» **Görev listesi**:
**a)** Diyarbakır'daki Newroz öncesi havayı anlatan metinde "Yarını Allah bilir" ile başlayıp "hak bilir, diyor." ile biten bölümü harfi harfine kopyalayın.
**b)** Newroz öncesi Diyarbakır metnine göre aşağıdaki ifadelerin her biri doğru mu? Her birine evet ya da hayır diye yanıt verin ve metinden belirleyici sözleri olduğu gibi alıntılayın.
(i) Eczacı arkadaş soruyu akşama doğru yanıtladı.
(ii) Yaşlıca bakkal, Newroz kutlamalarına katılıp katılmayacağı sorusunu doğrudan yanıtladı.
(iii) Pazartesi günü Diyarbakır'daki Ofis semtinde dolaşıldı.
**c)** Diyarbakır'daki Newroz öncesi havayı anlatan metni, son cümlesinden sonra kaldığı yerden sürdürün.

» **Metin bloğu**:
+ + + + + + +
Eczacılık yapan arkadaşımız, beş-altı saat sonra, akşama doğru sorumuzu yanıtlıyor: Aslında yapay bir gerginlikten öte bir şey yok. Ona göre yaygın medya, gerginlik varmış gibi gösteriyor ve iyi de yapıyor.
Arkadaşımız, "bir kısım medyanın" bu sözümona gergin havayı vesile ederek Kürt sorununun tartışılmasını ve hükümetin bu konuda bir politika belirlemesini sağlamaya çalıştığını düşünüyor ve ekliyor; "Eğer Newroz kutlamalarında bir taşkınlık çıkmazsa, medya da çıkıp 'bakın adamlar uslu durdular, siz de bir adım atın' diyecek bence..."
Yarını Allah bilir
Gün boyunca (pazartesi) Diyarbakır'daki Ofis semtinde dolanıyoruz, çay içiyoruz, o kafeden öbür kafeye geçiyoruz. "Halkın nabzını tutmak" değil niyet ama, bakkaldan aldığımız gazetelerin sürmanşetleri ile bakkalın ifadeleri birbirini tutmayınca, ister istemez soruyoruz. "Yarın ne olacak sizce" diye sorduğumuz yaşlıca bakkal, bilmezden geliyor önce: Yarın ne olacağını ancak cenabı hak bilir, diyor.
Newroz kutlamalarına katılıp katılmayacağını yönündeki sorumuza da başka bir soruyla yanıt veriyor: Memleket nere? Gazeteci olduğumuzu söyleyince, hemen bizden taraf oluyor: Gazeteci için her yer, kendi memleketidir... Sohbet koyulaştıkça, "nabzı" tutmak kolaylaşıyor.
+ + + + + + +
» **Sağlanan veriler**:
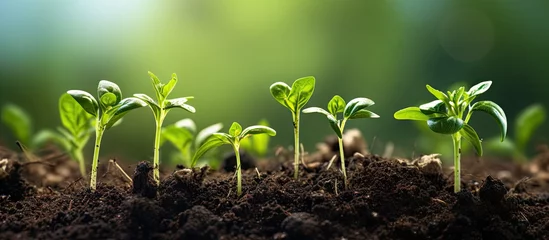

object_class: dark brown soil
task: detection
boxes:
[0,139,549,239]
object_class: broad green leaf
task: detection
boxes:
[471,100,507,141]
[270,82,295,112]
[425,84,450,102]
[467,81,492,97]
[67,90,99,117]
[419,100,447,115]
[164,97,196,113]
[328,95,346,116]
[394,107,429,121]
[349,109,379,119]
[343,98,374,118]
[459,123,482,156]
[59,93,93,137]
[302,107,332,116]
[191,133,233,167]
[239,125,276,139]
[288,77,315,112]
[515,104,546,152]
[229,122,242,138]
[97,80,122,106]
[2,104,32,144]
[427,116,465,134]
[194,123,223,147]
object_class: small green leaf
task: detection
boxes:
[343,98,374,118]
[270,82,295,112]
[349,109,379,119]
[515,104,546,152]
[328,95,346,116]
[288,77,315,112]
[67,90,99,117]
[467,81,492,97]
[427,116,465,134]
[239,125,276,139]
[191,133,233,168]
[394,107,429,121]
[229,122,242,138]
[471,100,507,141]
[2,104,32,144]
[459,123,482,156]
[97,80,122,106]
[194,123,223,147]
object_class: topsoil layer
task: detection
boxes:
[0,141,549,239]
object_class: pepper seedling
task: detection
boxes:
[394,81,507,192]
[67,80,147,191]
[191,122,276,196]
[160,118,223,167]
[270,77,315,179]
[303,95,379,189]
[134,72,196,184]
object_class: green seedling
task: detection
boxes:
[270,77,315,179]
[160,118,223,168]
[240,119,271,157]
[303,95,379,189]
[191,122,276,196]
[134,72,196,184]
[394,81,507,192]
[67,80,147,191]
[486,103,546,163]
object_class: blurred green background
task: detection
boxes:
[0,0,549,161]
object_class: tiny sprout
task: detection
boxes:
[191,122,276,196]
[303,95,379,189]
[270,77,315,179]
[67,80,147,191]
[394,81,507,192]
[134,72,196,184]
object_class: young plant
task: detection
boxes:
[134,72,196,184]
[160,118,223,167]
[270,77,315,179]
[191,122,276,196]
[394,81,507,192]
[67,80,147,191]
[303,95,379,189]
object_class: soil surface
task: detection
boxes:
[0,137,549,239]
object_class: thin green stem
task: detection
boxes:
[90,123,105,191]
[294,111,299,179]
[452,133,461,193]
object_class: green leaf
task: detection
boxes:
[394,107,429,121]
[194,123,223,147]
[427,116,465,134]
[459,123,482,156]
[288,77,315,112]
[471,100,507,141]
[229,122,242,138]
[164,97,196,113]
[97,80,122,107]
[67,90,99,117]
[270,82,295,112]
[349,109,379,119]
[328,95,346,116]
[2,104,32,145]
[191,133,233,167]
[59,93,93,138]
[515,104,546,152]
[343,98,374,118]
[239,125,276,139]
[467,81,492,97]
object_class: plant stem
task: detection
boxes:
[90,124,105,191]
[294,111,299,179]
[452,133,461,193]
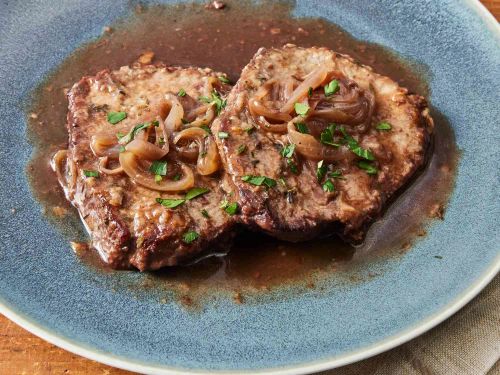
+ + + + + + +
» **Beklenen sonuçlar**:
**a)**
Yarını Allah bilir
Gün boyunca (pazartesi) Diyarbakır'daki Ofis semtinde dolanıyoruz, çay içiyoruz, o kafeden öbür kafeye geçiyoruz. "Halkın nabzını tutmak" değil niyet ama, bakkaldan aldığımız gazetelerin sürmanşetleri ile bakkalın ifadeleri birbirini tutmayınca, ister istemez soruyoruz. "Yarın ne olacak sizce" diye sorduğumuz yaşlıca bakkal, bilmezden geliyor önce: Yarın ne olacağını ancak cenabı hak bilir, diyor.

**b)**
(i) Evet: "beş-altı saat sonra, akşama doğru sorumuzu yanıtlıyor"
(ii) Hayır: "başka bir soruyla yanıt veriyor: Memleket nere?"
(iii) Evet: "Gün boyunca (pazartesi) Diyarbakır'daki Ofis semtinde dolanıyoruz"

**c)**
Bakkalımız, "elbette" Newroz'a katılacak. Ama barış için yapacak bunu. Eğer devletten bir şey gelmezse, kendisi de bir Allah kuluna taş atmaz. Hem "Newroz barışın, baharın ve bereketin simgesidir." Kaldığımız evin hemen bitişiğindeki apartmanın altında bulunan bakkal, üst katta subayların kaldığını söylüyor ve ekliyor: Ne ben ona bozuk peynir verdim şu ana kadar, ne de o borcunu geciktirdi. Barış işte budur! Bakkalın barış hesabı da bakkala has işte.
Resepsiyondaki kahkaha
Diyarbakır, diken üstünde değil. Diyarbakır'da, bugün yapılacak kutlamaların akıbetini merak etmiyor kimse. Fakat ihtimallerden söz ediliyor. Avrupa'daki gazeteci arkadaşlarımızla messenger'de konuşuyoruz: büyük bir merakla, Diyarbakır'ın havasını soruyorlar. Diyarbakır'ın havası ılıman. Ne soğuk, ne sıcak. Diyarbakır, tam da Newroz havasında. Gerginlik hiç yok demek, abartılı iyimserlik. Ama Diyarbakır diken üstünde demek de abartılı karamsarlık.
İki gün önceki soğuk havayla birlikte yağan yağmur, yerini ılıman bir havaya bırakmış ya, Diyarbakırlıların haletiruhiyesi de bu türden işte. Akşamleyin büyük bir merakla adımlarımızı sıklaştırarak vardığımız oteldeki resepsiyon bu kanımızı güçlendiriyor.
Bir aile havasını andıran resepsiyondaki konukların yüzündeki güleç ifadenin zorlama olmadığı belli. Uzun zamandır görüşemeyen yazar-çizerler, gazeteciler, siyasetçiler ve profesyonel dedikoducular, kahkahalarla gülerek sohbet ediyorlar. Bedava şarabı fazla kaçıran bir muhabir dostumuz kulağımıza eğilerek, "şarabın olduğu yerde silahın işi ne yahu?" diyor ve basıyor kahkahayı.
Resepsiyonda Kürtçe bir konuşma yapan Büyükşehir Belediye Başkanı Osman Baydemir, Newroz'un barış ve kardeşliği temsil ettiğini ve kutlamaların da buna vesile olmasını dilediğini ifade ediyor.
Hürmüz gelecek mi, Ehrimen gidecek mi?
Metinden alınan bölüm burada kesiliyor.